_Required work_. Copy out word for word the lines below, from the line that contains "on the plate" to the line that contains "Query: plate rim", both included.

_Data lines_.
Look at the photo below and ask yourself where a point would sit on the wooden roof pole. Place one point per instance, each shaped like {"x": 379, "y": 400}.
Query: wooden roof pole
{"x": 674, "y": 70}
--
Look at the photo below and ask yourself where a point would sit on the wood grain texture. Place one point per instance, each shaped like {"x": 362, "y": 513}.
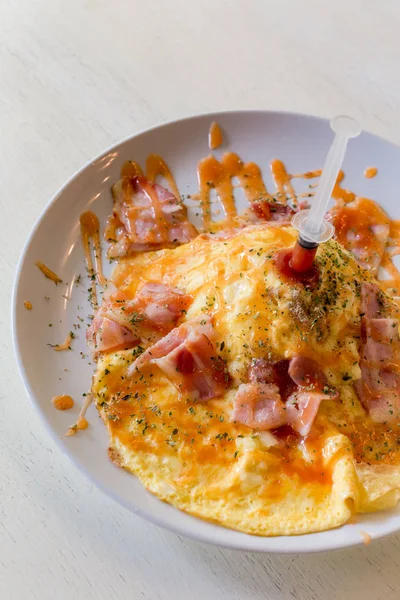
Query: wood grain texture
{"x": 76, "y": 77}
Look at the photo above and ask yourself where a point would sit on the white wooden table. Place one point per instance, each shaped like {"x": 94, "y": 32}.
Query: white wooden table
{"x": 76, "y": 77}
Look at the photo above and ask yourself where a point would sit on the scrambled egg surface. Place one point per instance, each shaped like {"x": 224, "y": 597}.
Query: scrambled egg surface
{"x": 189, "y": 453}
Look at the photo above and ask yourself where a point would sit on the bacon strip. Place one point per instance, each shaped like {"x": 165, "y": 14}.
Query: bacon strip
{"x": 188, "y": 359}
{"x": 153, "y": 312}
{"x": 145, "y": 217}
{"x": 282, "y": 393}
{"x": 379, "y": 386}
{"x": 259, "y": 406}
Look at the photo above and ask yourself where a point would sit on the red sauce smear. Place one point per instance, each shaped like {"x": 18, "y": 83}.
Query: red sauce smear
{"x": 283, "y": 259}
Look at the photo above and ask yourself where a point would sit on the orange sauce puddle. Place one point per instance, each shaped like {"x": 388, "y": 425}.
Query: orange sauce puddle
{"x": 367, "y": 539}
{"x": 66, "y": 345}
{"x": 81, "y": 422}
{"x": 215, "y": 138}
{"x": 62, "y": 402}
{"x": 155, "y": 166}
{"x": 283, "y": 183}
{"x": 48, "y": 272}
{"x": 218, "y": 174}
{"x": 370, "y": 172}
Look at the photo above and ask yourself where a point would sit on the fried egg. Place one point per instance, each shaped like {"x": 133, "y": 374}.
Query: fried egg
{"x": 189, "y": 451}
---
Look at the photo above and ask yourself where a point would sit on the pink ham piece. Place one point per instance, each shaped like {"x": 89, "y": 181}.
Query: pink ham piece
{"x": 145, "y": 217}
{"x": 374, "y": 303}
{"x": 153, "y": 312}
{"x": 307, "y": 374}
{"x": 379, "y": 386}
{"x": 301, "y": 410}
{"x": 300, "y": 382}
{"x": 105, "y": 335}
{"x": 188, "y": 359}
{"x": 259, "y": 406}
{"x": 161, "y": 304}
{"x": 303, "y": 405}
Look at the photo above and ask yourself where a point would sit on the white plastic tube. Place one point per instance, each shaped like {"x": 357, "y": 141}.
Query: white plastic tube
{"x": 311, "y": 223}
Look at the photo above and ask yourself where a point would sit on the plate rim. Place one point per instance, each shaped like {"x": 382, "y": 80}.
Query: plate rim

_Right answer_.
Look at the photo above and ask yourself where a point would sit on the plate rim. Place one point per instance, each shaped like {"x": 382, "y": 80}.
Query: plate rim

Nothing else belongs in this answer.